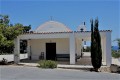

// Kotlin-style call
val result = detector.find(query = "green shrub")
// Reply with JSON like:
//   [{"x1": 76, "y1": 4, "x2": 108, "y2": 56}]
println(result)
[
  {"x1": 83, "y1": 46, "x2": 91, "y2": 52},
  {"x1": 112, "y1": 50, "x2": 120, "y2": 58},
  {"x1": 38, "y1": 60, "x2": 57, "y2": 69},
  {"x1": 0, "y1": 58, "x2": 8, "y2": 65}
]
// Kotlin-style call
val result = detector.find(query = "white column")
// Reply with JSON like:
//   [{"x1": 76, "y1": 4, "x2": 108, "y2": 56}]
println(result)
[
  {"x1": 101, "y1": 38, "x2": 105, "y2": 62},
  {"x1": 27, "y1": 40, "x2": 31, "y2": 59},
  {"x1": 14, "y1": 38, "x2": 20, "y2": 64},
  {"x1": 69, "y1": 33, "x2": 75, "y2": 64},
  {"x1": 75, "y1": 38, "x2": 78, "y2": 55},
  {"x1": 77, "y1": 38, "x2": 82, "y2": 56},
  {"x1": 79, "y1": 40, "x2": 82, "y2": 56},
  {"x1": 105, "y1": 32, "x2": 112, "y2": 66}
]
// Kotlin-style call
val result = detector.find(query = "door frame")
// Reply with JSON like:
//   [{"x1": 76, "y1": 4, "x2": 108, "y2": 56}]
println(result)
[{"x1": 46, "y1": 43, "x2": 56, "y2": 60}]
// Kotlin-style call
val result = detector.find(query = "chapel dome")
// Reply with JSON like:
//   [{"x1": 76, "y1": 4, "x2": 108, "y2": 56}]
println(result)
* * *
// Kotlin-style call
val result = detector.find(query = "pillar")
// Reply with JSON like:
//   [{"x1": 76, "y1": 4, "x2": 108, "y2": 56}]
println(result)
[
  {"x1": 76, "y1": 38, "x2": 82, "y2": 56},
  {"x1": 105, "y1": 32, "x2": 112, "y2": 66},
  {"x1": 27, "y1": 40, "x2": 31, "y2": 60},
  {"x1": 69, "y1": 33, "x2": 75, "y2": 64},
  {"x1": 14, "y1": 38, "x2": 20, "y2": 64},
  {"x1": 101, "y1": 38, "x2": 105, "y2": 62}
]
* * *
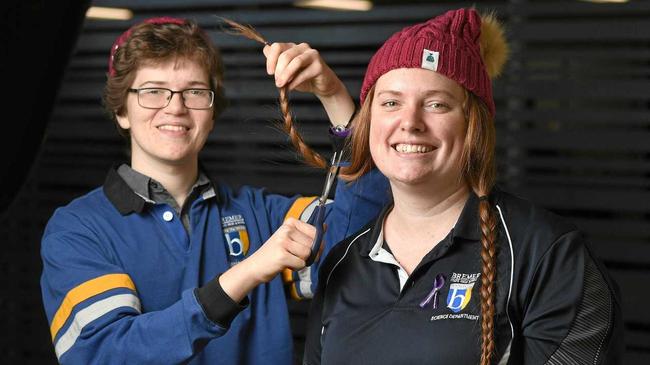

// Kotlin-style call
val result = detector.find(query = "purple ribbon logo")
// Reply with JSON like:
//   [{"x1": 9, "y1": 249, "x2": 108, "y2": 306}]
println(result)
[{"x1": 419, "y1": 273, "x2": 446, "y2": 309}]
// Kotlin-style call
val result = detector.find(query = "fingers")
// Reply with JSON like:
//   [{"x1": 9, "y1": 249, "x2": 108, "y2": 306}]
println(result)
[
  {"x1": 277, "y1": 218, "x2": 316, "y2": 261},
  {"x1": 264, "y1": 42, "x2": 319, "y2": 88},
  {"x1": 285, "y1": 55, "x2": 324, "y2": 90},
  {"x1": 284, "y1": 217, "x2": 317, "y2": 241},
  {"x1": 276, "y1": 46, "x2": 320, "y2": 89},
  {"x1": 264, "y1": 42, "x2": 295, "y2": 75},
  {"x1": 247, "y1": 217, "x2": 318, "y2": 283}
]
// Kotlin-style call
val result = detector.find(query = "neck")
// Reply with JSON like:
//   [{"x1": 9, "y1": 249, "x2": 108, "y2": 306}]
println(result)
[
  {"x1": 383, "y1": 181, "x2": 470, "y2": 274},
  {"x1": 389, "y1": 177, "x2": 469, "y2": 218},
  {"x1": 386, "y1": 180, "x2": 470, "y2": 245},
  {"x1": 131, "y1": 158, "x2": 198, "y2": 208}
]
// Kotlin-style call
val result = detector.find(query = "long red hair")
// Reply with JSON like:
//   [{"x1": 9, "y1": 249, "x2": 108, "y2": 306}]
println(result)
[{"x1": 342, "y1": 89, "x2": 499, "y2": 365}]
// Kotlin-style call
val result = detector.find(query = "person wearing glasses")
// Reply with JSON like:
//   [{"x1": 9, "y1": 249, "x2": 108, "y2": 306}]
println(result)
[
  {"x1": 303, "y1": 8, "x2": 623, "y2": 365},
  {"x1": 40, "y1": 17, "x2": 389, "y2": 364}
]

= Problem requirements =
Show the lines of the records that contain the word "query".

= Result of the task =
val result = detector.find(query = "green shrub")
val result = detector.find(query = "white column")
val result = detector.find(query = "door frame")
val result = detector.find(query = "chapel dome")
val result = detector.find(query = "pillar")
val result = detector.find(query = "purple ribbon logo")
val result = detector.find(query = "fingers")
val result = detector.find(query = "neck")
val result = detector.find(query = "long red hair")
val result = detector.find(query = "person wearing glasses")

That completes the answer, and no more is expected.